▶ _Sorun_
Aşağıdaki okuma metnini hiçbir değişiklik yapmadan baştan sona eksiksiz olarak yazınız.
***** Okuma Metni
Davalılar … hakkında açılan davada; Davacı vekili vermiş olduğu 07/12/2021 tarihli dilekçesi ile, bu davalılar hakkındaki davaları takip etmediklerini, bu davalılar yönünden davanın işlemden kaldırılmasını talep etmiş olup, bu davalılar yönünden davanın yenileninceye kadar işlemden kaldırılmasına karar verildiği ve yasal 3 aylık süre içerisinde yenilenmediği anlaşıldığından, davanın HMKnun 150.maddesi gereği açılmamış sayılmasına karar vermek gerekmiştir.
Davalılar …, …, …, …, … ve … hakkında açılan davada; Davacı vekili vermiş olduğu 07/12/2021 tarihli dilekçesi ile, bu davalılardan hakkındaki davanın ise 5411 sayılı Bankacılık Kanunun 132.maddesinin 10.fıkrası hüküm uyarınca durdurulmasına karar verilmesini talep etmiş olup, 5411 sayılı Bankacılık Kanunun 132.maddesinin 10.Fıkrasında “Fon, takip ettiği alacaklar ile ilgili olarak iskonto da dâhil olmak üzere, her türlü tasarrufta bulunmaya, sulh olmaya, satmaya, geri almaya, alacağına mahsuben menkul ve gayrimenkul mallar ile her türlü hak ve alacakları belirleyeceği koşullar ile devralmaya ve alacağın yeniden itfa plânına bağlanması da dâhil olmak üzere borçlularla anlaşma yapmaya ve borçlularla yaptığı anlaşmalar kapsamında Fon Kurulunca belirlenecek usûl ve esaslar dâhilinde muhafaza tedbiri uygulayıp uygulamamaya, dava açıp açmamaya veya açılmış bulunan hukuk davalarının yapılan anlaşma süresince durdurulmasını mahkemeden istemeye yetkilidir” hükmü göz önüne alınarak bu davalılar yönünden açılan davanın durdurulmasına, ve esasın bu şekilde kapatılmasına karar vermek gerekmiş ve aşağıdaki hüküm tesis olunmuştur.
**********
***** Veri Bölümü
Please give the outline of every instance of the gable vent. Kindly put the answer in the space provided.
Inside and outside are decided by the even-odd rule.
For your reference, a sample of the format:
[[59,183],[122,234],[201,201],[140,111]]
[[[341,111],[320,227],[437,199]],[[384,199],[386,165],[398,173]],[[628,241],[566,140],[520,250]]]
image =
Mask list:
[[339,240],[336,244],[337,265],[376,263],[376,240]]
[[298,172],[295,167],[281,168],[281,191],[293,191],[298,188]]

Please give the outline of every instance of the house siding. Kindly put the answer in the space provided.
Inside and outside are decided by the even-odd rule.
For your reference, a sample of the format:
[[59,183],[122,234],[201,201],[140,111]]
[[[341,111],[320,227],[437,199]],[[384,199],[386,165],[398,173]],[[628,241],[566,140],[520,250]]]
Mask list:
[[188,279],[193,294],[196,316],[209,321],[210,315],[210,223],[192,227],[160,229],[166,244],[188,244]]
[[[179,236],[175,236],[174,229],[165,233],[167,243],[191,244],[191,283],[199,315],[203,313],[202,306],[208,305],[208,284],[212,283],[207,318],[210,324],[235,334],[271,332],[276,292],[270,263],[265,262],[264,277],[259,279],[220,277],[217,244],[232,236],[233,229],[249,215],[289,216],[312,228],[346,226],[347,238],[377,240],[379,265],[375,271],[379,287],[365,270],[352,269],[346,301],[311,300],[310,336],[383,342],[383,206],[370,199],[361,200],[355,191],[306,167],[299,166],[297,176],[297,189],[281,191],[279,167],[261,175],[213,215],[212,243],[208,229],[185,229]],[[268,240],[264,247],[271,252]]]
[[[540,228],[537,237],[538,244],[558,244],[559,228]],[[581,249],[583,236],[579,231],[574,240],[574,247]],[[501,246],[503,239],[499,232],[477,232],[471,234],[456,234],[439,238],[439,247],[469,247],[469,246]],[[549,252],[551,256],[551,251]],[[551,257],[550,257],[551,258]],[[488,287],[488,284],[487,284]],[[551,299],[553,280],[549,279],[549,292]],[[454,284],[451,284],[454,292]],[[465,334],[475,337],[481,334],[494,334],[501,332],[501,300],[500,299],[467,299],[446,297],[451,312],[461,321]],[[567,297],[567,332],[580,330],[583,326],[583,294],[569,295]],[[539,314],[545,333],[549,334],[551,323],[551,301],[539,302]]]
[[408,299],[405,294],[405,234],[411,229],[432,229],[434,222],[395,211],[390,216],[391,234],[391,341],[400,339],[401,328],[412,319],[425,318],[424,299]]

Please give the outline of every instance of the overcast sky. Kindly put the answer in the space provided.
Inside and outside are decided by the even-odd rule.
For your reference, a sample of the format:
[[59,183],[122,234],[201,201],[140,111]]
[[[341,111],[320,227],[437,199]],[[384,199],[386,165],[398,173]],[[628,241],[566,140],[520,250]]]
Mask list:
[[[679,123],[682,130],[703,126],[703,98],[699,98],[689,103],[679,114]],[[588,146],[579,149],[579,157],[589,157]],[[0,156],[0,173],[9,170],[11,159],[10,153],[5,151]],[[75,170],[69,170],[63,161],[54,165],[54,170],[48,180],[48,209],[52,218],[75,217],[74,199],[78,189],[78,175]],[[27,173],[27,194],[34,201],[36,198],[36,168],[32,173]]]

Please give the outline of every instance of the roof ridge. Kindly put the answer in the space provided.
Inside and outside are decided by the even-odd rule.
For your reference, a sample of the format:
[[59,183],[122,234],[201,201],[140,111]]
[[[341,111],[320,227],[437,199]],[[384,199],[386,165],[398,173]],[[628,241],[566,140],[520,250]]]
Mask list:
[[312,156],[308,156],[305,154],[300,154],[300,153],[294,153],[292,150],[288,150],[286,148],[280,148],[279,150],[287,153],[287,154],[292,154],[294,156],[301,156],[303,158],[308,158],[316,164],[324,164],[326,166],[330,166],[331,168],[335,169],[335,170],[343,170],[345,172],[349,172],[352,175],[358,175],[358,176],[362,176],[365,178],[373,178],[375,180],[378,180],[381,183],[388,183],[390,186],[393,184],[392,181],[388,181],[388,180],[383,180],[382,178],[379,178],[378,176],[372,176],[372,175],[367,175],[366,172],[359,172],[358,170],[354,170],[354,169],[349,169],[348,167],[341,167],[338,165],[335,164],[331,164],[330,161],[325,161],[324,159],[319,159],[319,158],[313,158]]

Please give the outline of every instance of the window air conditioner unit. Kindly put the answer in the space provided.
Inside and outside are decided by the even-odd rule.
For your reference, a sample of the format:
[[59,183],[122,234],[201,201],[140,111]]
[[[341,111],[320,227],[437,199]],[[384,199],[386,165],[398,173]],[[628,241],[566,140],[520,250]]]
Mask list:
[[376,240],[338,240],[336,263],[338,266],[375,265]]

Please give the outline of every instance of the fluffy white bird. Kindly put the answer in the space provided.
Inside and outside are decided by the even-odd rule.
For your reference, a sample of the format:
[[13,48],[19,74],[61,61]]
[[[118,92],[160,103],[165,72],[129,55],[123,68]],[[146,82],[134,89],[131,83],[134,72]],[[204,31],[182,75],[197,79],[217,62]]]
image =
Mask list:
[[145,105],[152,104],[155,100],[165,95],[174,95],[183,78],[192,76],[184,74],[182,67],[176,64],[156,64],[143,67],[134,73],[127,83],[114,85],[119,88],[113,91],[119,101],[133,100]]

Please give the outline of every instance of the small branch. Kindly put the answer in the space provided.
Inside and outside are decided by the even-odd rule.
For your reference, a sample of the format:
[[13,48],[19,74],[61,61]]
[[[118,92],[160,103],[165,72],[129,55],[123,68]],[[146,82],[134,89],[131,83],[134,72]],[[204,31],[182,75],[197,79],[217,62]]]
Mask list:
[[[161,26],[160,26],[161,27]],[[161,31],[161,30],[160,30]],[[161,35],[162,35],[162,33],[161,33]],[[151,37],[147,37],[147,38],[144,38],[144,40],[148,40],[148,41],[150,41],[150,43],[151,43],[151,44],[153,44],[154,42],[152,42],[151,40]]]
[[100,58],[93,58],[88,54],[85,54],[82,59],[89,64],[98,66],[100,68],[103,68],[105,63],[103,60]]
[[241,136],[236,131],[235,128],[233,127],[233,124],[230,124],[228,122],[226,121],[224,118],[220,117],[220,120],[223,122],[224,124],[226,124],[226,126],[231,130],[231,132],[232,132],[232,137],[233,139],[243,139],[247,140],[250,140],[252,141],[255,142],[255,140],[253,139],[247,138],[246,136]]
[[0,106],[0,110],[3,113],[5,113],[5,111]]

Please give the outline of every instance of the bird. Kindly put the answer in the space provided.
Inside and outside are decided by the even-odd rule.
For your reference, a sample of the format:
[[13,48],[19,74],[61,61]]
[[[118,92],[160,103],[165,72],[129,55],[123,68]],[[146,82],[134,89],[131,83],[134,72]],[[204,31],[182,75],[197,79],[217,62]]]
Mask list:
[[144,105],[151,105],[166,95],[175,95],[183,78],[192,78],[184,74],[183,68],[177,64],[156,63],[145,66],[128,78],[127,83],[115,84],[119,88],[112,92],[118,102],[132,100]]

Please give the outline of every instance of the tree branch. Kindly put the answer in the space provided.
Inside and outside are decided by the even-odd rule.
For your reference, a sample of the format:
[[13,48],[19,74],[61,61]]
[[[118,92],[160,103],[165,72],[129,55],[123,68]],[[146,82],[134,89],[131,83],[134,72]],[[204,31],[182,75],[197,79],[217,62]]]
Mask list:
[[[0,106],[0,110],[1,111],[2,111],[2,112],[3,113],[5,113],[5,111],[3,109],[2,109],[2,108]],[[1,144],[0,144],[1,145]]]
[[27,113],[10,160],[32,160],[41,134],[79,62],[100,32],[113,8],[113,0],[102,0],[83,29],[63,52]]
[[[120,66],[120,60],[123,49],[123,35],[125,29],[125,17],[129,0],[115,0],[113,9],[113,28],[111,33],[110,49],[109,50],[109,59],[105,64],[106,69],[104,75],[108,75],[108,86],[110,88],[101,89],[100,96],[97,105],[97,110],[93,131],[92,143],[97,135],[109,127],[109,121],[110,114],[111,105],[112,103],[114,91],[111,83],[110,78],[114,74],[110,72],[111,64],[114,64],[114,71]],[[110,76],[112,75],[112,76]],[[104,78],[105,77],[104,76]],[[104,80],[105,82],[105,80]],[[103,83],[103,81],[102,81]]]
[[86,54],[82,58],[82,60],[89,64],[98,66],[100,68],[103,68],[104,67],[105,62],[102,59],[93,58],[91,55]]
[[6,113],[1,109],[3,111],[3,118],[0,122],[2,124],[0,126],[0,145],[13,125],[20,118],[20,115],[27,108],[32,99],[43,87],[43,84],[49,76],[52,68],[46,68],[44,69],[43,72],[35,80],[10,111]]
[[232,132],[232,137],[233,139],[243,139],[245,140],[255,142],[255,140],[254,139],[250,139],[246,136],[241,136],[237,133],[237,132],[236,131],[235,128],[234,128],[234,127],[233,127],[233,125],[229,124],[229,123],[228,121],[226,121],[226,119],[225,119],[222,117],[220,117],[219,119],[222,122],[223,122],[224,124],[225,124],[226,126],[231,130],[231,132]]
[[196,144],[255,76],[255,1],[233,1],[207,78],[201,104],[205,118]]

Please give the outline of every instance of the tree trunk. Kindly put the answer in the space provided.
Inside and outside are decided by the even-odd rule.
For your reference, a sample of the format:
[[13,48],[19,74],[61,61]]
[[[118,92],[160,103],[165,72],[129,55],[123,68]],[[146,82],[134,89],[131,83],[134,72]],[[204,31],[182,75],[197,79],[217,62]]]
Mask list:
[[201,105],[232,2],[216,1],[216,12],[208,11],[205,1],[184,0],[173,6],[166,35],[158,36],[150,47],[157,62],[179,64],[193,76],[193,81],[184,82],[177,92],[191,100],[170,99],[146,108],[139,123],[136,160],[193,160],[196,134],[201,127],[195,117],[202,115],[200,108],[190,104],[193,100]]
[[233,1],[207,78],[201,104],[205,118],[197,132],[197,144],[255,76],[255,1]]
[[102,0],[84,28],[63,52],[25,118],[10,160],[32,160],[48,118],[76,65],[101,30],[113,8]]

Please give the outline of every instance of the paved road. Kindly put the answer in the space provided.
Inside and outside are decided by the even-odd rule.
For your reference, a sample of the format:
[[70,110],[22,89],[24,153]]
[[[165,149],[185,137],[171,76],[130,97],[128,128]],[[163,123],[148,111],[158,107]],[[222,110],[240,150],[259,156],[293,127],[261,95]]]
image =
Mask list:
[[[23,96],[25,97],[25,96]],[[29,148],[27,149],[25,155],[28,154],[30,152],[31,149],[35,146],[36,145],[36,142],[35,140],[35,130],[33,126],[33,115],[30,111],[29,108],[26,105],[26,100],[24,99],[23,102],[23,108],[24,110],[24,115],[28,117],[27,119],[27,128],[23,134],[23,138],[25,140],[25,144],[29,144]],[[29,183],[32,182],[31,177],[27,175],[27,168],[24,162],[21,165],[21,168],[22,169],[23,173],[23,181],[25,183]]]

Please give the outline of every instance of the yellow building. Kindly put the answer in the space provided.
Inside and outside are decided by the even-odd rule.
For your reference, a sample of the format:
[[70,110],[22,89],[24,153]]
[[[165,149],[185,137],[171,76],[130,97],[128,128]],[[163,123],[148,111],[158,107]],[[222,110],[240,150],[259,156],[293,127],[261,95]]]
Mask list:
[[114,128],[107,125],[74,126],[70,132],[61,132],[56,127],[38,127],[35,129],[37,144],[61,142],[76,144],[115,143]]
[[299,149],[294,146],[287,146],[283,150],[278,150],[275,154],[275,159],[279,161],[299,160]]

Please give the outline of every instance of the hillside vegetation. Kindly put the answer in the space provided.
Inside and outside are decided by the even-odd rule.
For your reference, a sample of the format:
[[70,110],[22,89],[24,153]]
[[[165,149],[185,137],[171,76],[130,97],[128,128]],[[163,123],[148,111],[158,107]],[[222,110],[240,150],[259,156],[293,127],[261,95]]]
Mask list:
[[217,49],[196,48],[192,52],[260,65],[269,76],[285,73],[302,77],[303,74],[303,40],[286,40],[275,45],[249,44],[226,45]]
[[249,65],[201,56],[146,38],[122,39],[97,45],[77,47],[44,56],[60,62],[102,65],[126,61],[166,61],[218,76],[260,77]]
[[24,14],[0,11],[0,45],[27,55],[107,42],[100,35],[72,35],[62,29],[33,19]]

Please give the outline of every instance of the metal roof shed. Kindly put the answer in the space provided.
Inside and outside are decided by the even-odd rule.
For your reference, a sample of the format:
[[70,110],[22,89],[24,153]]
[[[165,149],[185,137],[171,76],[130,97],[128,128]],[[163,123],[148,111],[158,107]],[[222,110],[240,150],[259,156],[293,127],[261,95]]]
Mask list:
**********
▶ _Sonuç_
Davalılar … hakkında açılan davada; Davacı vekili vermiş olduğu 07/12/2021 tarihli dilekçesi ile, bu davalılar hakkındaki davaları takip etmediklerini, bu davalılar yönünden davanın işlemden kaldırılmasını talep etmiş olup, bu davalılar yönünden davanın yenileninceye kadar işlemden kaldırılmasına karar verildiği ve yasal 3 aylık süre içerisinde yenilenmediği anlaşıldığından, davanın HMKnun 150.maddesi gereği açılmamış sayılmasına karar vermek gerekmiştir.
Davalılar …, …, …, …, … ve … hakkında açılan davada; Davacı vekili vermiş olduğu 07/12/2021 tarihli dilekçesi ile, bu davalılardan hakkındaki davanın ise 5411 sayılı Bankacılık Kanunun 132.maddesinin 10.fıkrası hüküm uyarınca durdurulmasına karar verilmesini talep etmiş olup, 5411 sayılı Bankacılık Kanunun 132.maddesinin 10.Fıkrasında “Fon, takip ettiği alacaklar ile ilgili olarak iskonto da dâhil olmak üzere, her türlü tasarrufta bulunmaya, sulh olmaya, satmaya, geri almaya, alacağına mahsuben menkul ve gayrimenkul mallar ile her türlü hak ve alacakları belirleyeceği koşullar ile devralmaya ve alacağın yeniden itfa plânına bağlanması da dâhil olmak üzere borçlularla anlaşma yapmaya ve borçlularla yaptığı anlaşmalar kapsamında Fon Kurulunca belirlenecek usûl ve esaslar dâhilinde muhafaza tedbiri uygulayıp uygulamamaya, dava açıp açmamaya veya açılmış bulunan hukuk davalarının yapılan anlaşma süresince durdurulmasını mahkemeden istemeye yetkilidir” hükmü göz önüne alınarak bu davalılar yönünden açılan davanın durdurulmasına, ve esasın bu şekilde kapatılmasına karar vermek gerekmiş ve aşağıdaki hüküm tesis olunmuştur.